(Saved entries)

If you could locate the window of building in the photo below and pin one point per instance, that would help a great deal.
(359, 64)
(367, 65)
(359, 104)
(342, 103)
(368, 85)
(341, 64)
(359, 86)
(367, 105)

Instructions for the task – For this task, please set down every entry exactly, with no line left out.

Answer for this exercise –
If you could locate the window of building in the photo below and pin one point per instance, that would help a great deal.
(359, 64)
(367, 65)
(359, 104)
(342, 103)
(368, 85)
(341, 64)
(359, 86)
(367, 105)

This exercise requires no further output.